### Written exercise 1:
According to the passage on politics in the 1960s, in what year did the formal transition to civilian government take place?

Such a heavily military bent to the polity and society, and even to the economy and culture, actually complicates any general assessment of politics in the 1960s. Although it is common simply to label the entirety of Park’s rule from 1961 to 1979 as an era of “military dictatorship,” in the 1960s, at least, the military facet of rule outstripped the dictatorship. On the occasion of the formal transition to civilian government in 1963, Park shed his officer’s uniform to run in the presidential election, which he narrowly won, but much of the cabinet and Park’s top advisors came from the military. His re-election in 1967 was a more comfortable affair (over the same opponent, coincidentally) but, throughout the 1960s, Park had to deal with constraints imposed by the formalities of republicanism, including opposition from national assembly members, activists, workers, and especially students.

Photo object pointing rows
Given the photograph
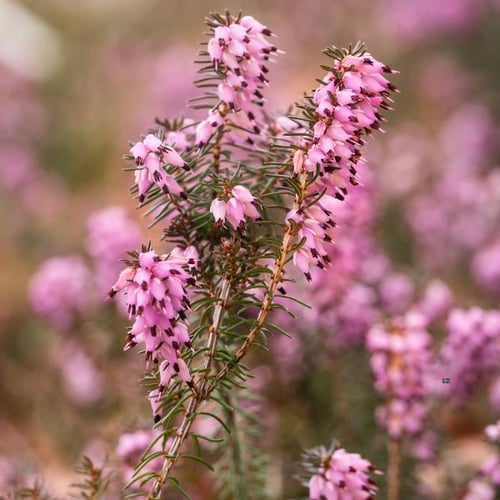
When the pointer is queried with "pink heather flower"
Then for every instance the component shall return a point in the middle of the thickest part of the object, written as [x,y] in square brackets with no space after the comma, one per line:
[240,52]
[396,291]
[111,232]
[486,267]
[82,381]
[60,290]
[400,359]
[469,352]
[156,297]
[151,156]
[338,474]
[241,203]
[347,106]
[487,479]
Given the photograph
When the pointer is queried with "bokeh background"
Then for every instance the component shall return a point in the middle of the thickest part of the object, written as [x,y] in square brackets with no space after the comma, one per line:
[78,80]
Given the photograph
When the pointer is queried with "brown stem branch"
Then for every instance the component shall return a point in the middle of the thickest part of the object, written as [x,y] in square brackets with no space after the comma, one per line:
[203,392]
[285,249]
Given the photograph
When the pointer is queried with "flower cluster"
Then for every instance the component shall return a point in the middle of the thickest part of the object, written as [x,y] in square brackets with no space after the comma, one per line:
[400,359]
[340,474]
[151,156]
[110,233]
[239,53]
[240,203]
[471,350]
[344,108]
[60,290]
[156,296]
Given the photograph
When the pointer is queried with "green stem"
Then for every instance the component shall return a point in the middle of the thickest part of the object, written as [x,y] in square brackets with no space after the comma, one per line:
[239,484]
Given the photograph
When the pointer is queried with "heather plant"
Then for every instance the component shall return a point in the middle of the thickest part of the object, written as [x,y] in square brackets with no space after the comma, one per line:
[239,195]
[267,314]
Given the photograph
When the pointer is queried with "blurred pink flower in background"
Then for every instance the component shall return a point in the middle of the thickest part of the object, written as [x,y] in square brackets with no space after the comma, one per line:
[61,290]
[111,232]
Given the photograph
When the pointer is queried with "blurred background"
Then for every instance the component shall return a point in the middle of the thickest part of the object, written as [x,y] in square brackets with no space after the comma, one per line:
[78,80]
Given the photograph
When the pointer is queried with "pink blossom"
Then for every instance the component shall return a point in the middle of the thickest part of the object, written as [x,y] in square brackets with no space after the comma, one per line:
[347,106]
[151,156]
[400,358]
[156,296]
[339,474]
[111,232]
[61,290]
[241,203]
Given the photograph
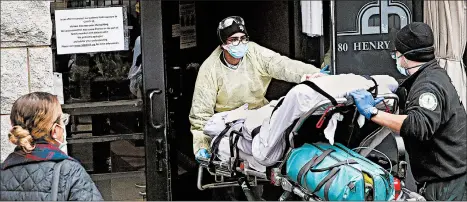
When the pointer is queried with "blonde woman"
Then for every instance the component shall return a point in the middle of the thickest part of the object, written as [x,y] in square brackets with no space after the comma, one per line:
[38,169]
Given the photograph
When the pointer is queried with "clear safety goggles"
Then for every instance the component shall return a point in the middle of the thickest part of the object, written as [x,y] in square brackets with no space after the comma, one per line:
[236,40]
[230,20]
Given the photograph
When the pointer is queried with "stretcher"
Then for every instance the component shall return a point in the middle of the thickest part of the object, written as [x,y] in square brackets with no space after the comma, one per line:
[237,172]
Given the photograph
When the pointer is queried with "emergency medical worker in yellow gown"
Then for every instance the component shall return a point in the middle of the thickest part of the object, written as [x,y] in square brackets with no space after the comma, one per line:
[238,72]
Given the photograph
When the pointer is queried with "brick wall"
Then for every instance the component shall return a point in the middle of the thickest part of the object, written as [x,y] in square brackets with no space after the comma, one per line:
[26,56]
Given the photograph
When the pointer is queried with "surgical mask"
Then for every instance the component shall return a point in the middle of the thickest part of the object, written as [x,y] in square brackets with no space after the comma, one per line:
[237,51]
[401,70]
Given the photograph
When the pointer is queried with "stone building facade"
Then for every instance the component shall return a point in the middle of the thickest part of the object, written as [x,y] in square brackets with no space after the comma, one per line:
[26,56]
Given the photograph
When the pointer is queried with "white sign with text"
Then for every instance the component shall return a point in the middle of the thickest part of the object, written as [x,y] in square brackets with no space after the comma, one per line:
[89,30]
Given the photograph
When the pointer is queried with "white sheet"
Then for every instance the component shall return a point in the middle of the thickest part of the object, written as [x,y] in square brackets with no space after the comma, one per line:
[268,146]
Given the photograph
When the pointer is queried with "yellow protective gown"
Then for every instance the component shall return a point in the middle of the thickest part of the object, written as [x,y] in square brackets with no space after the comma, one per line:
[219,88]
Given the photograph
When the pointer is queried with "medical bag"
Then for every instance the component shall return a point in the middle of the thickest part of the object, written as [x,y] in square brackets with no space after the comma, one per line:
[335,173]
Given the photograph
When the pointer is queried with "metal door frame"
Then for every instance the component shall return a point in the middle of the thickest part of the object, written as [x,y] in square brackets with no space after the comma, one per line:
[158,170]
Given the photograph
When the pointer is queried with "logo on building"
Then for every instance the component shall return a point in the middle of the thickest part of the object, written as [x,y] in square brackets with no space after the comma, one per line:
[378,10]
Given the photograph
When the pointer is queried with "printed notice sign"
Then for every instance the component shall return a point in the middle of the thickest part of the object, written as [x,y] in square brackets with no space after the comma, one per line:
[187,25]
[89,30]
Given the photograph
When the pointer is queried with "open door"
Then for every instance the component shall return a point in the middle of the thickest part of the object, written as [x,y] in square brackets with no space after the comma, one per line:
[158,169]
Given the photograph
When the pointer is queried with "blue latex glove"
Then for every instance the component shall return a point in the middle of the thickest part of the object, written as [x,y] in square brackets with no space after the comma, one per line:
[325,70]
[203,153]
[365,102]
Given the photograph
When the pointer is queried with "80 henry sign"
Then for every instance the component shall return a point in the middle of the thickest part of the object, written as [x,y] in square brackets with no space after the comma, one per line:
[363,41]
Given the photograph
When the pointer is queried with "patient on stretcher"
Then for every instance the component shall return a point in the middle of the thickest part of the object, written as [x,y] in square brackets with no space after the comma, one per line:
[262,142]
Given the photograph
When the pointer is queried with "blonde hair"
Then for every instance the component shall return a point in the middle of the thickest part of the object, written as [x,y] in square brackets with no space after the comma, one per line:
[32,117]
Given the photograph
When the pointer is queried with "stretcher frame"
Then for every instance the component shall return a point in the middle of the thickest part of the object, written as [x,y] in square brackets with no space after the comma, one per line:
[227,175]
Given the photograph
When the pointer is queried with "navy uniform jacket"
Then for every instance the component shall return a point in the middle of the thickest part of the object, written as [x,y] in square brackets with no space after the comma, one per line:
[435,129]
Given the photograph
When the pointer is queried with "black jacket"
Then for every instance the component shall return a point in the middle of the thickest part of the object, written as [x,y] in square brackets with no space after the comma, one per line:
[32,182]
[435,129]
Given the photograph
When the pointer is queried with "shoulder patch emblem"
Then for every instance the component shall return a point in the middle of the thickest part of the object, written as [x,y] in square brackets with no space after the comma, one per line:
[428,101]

### Written exercise 2:
Collect every line of the rows that contains the string "gown", and list each one in full.

### Written reply 1:
1963

### Written reply 2:
When the pointer is queried with "emergency medical worker in yellow gown"
When the pointer is queried with "yellow protective gown"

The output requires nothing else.